Task objective ▸ Once the line with "Where can the bottle rim" has been located in the records below, set down that line and all subsequent lines exactly, omitting the pictures.

[Image-grounded pointing data]

☆ ☆ ☆

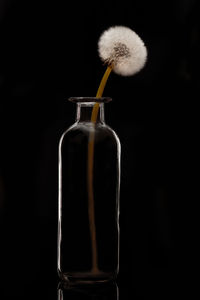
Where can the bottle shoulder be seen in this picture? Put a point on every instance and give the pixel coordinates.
(85, 129)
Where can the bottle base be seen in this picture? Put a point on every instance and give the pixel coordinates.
(79, 278)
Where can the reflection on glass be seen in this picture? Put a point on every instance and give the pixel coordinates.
(107, 291)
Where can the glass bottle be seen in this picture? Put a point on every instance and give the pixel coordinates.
(88, 222)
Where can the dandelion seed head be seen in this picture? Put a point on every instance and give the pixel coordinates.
(124, 49)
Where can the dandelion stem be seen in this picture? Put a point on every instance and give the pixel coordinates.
(91, 208)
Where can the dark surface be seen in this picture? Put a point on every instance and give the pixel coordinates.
(48, 52)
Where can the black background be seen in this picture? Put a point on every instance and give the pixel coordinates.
(48, 52)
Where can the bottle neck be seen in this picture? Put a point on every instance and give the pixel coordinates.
(84, 112)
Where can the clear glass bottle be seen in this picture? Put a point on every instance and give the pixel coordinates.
(88, 227)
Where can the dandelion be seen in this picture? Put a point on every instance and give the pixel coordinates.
(125, 53)
(124, 49)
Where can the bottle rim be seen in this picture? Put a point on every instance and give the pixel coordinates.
(90, 99)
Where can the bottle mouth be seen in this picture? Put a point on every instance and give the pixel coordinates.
(90, 99)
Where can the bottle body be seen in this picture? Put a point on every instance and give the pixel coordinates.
(88, 228)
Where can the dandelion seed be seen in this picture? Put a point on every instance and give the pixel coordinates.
(122, 48)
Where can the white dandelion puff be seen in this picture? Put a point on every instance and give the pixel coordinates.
(122, 48)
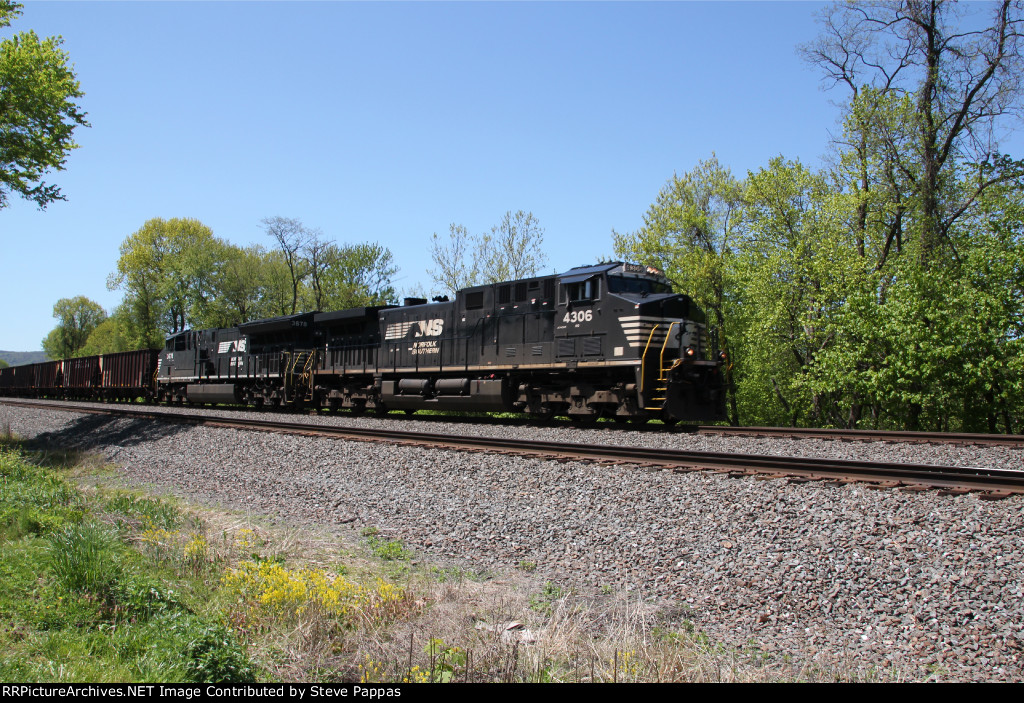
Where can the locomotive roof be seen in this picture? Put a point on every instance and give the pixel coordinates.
(587, 271)
(273, 323)
(350, 313)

☆ ☆ ☆

Output below ▸
Where can the bottle rim be seen in this picture? Put a point on every instance and give the pixel coordinates.
(90, 99)
Where can the bottle mouth be seen in this picture? Put a point on every instance and give the pixel coordinates.
(90, 99)
Where can the bottle body be seen in this picture? Put a point on every instance and give the pixel coordinates.
(88, 228)
Where can the dandelion seed be seen in this picture? Put a point on every instance and give the pixel coordinates.
(122, 48)
Where can the white dandelion puff be seen in this picture? Put a point on every instance and give the pixel coordinates.
(122, 48)
Where can the locomotive roof be seen in this picture? Put a point on every instance and give the pixel coordinates.
(587, 271)
(273, 323)
(350, 313)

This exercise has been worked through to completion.